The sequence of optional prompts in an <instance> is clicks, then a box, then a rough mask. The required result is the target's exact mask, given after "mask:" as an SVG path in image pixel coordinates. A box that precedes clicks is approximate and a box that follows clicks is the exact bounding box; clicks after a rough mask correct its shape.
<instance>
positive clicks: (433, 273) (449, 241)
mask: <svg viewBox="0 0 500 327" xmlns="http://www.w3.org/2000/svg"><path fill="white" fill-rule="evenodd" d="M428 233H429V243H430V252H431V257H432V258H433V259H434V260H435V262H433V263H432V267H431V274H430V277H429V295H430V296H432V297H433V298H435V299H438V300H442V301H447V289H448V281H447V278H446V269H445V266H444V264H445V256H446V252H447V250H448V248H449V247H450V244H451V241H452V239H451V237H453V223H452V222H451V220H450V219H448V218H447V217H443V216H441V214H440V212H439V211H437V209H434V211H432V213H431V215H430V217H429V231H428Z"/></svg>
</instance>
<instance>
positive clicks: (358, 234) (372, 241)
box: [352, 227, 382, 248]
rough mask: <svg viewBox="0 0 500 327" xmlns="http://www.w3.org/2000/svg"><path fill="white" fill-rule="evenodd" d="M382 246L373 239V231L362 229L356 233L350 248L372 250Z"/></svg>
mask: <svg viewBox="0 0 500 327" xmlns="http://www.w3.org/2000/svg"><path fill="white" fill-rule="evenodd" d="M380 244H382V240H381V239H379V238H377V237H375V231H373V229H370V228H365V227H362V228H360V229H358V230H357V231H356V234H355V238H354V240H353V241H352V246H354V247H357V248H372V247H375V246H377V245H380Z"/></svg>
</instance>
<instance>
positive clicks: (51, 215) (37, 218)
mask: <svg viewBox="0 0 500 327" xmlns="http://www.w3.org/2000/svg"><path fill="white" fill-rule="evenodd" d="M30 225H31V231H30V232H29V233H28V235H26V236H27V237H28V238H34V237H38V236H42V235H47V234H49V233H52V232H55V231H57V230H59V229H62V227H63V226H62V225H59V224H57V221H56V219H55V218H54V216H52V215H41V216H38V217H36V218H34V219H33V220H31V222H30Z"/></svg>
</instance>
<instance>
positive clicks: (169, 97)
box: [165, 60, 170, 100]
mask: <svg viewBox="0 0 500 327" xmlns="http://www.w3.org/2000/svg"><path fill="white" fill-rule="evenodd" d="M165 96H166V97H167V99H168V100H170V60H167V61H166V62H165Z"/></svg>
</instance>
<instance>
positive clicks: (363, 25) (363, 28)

++++++++

» **Aim of the exercise**:
Top to bottom, set down the entries above word for word.

» **Solution**:
The sequence of optional prompts in an <instance> is clicks, then a box, then a rough mask. The required result is the target's exact mask, given after "mask:" as an SVG path in image pixel coordinates. A box that precedes clicks is approximate and a box that follows clicks is the exact bounding box; clicks after a rough mask correct its shape.
<instance>
positive clicks: (433, 273) (449, 241)
mask: <svg viewBox="0 0 500 327" xmlns="http://www.w3.org/2000/svg"><path fill="white" fill-rule="evenodd" d="M428 233H429V243H430V252H431V257H432V258H433V259H434V260H435V262H433V263H432V267H431V274H430V277H429V295H430V296H432V297H433V298H435V299H438V300H442V301H447V289H448V281H447V278H446V269H445V266H444V264H445V256H446V252H447V250H448V248H449V247H450V244H451V241H452V239H451V237H453V223H452V222H451V220H450V219H448V218H447V217H443V216H441V214H440V212H439V211H437V209H434V211H432V213H431V215H430V217H429V231H428Z"/></svg>
</instance>
<instance>
positive clicks: (358, 234) (372, 241)
box: [352, 227, 382, 248]
rough mask: <svg viewBox="0 0 500 327" xmlns="http://www.w3.org/2000/svg"><path fill="white" fill-rule="evenodd" d="M382 246L373 239V231L362 229L356 233L350 248L372 250Z"/></svg>
mask: <svg viewBox="0 0 500 327" xmlns="http://www.w3.org/2000/svg"><path fill="white" fill-rule="evenodd" d="M380 244H382V240H381V239H379V238H377V237H375V231H373V229H370V228H365V227H362V228H360V229H358V230H357V231H356V234H355V238H354V240H353V241H352V246H354V247H357V248H372V247H375V246H377V245H380Z"/></svg>
</instance>
<instance>
positive clicks: (51, 215) (37, 218)
mask: <svg viewBox="0 0 500 327" xmlns="http://www.w3.org/2000/svg"><path fill="white" fill-rule="evenodd" d="M30 225H31V231H30V232H29V233H28V235H26V236H27V237H28V238H34V237H38V236H42V235H47V234H49V233H52V232H55V231H57V230H59V229H62V227H63V226H62V225H59V224H57V221H56V219H55V218H54V216H52V215H41V216H38V217H36V218H34V219H33V220H31V222H30Z"/></svg>
</instance>
<instance>
positive clicks: (169, 97)
box: [165, 60, 170, 100]
mask: <svg viewBox="0 0 500 327" xmlns="http://www.w3.org/2000/svg"><path fill="white" fill-rule="evenodd" d="M165 96H166V97H167V99H168V100H170V60H167V61H166V62H165Z"/></svg>
</instance>
<instance>
positive clicks: (363, 25) (363, 28)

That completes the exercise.